# Excerpted passage
Rongorongo is a system of glyphs discovered in the 19th century on Easter Island that appears to be writing or proto-writing. Text B of the rongorongo corpus, also known as Aruku Kurenga, is one of two dozen surviving rongorongo texts.

Aruku Kurenga provided part of the "Jaussen List", a failed key of rongorongo glyphs. Jaussen's informant, Metoro Taua Ure, "read" the tablet correctly from the bottom left of the recto, but the transcription of his reading has been of no use in understanding the script.

==Other names==
B is the standard designation, from Barthel (1958). Fischer (1997) refers to it as RR4.

==Location==
General archives of the Padri dei Sacri Cuori (SSCC), Casa Generalizia, Via Rivarone 85, I-00166 Rome, Italy.

Reproductions are located at the SSCC, the Bishop Museum, Honolulu, the Cinquantenaire, Brussels, and the Dresden Museum of Ethnology.

==Description==
In excellent condition. Oblong, fluted, with rounded edges and one end narrowed with an indentation, 41 × 15.2 × 2.3 cm, made of Pacific rosewood (Orliac 2005). Aruku Kurenga is warped, and may have been made from a piece of driftwood. There is one hole in the center, and two on the top and right end, viewing the verso, for hanging the tablet.

Métraux (1940: 393–4) considered Aruku Kurenga to be one of the finest rongorongo tablets:
The skill displayed by the artist is masterly; all the signs are incised with a freedom, a keen appreciation of proportion, and a vigor that only an expert artist could accomplish. There is a good sense of movement and a harmonious combination of conventionalized and naturalistic elements.

==Provenance==
One of Jaussen's tablets, Aruku Kurenga was apparently collected on Easter Island by Fathers Roussel and Zumbohm in 1870 and sent to him in Tahiti. It was sent to the headquarters of the Congrégation des Sacrés-Coeurs et de l'Adoration (SSCC) in Paris, where it was deposited in the Missionary Museum, either by Jaussen in 1888 or by the French navy in 1892 after his death. In 1905 it was moved to the SSCC museum in Braine-le-Comte, Belgium. In 1953, when the SSCC relocated to Grottaferrata, near Rome, this tablet was sent to the old Paris headquarters. It was returned shortly after the SSCC moved their headquarters to Rome in 1964. In 1974 the SSCC moved to its permanent headquarters in Rome.

# Task requirements
a – According to the Aruku Kurenga passage, what kind of wood is the tablet made of?
b – From the Aruku Kurenga passage, output the text starting at "Rongorongo is a" and ending at "understanding the script.".
c – Using the Aruku Kurenga passage, explain why Métraux considered the tablet one of the finest rongorongo tablets.

(Records contained in a dataset)
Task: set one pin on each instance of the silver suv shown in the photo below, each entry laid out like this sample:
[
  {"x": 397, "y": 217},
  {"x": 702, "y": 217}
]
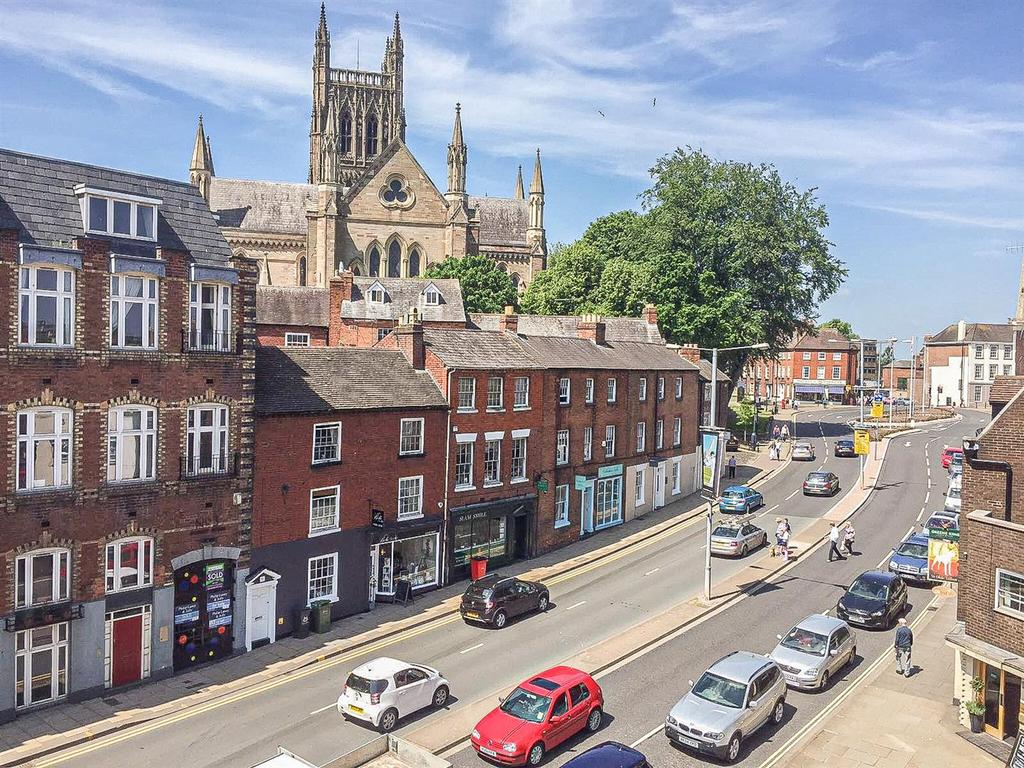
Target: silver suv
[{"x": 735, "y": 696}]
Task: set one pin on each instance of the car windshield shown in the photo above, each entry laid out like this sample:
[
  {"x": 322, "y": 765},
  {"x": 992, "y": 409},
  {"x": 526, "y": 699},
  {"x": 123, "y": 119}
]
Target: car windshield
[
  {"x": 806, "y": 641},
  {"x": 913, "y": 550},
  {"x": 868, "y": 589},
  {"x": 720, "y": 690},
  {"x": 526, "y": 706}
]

# Results for each task
a – Pacific rosewood.

b –
Rongorongo is a system of glyphs discovered in the 19th century on Easter Island that appears to be writing or proto-writing. Text B of the rongorongo corpus, also known as Aruku Kurenga, is one of two dozen surviving rongorongo texts.

Aruku Kurenga provided part of the "Jaussen List", a failed key of rongorongo glyphs. Jaussen's informant, Metoro Taua Ure, "read" the tablet correctly from the bottom left of the recto, but the transcription of his reading has been of no use in understanding the script.

c – Métraux judged the artist's skill to be masterly, with all the signs incised with a freedom, a keen appreciation of proportion, and a vigor that only an expert artist could accomplish. He also saw a good sense of movement and a harmonious combination of conventionalized and naturalistic elements.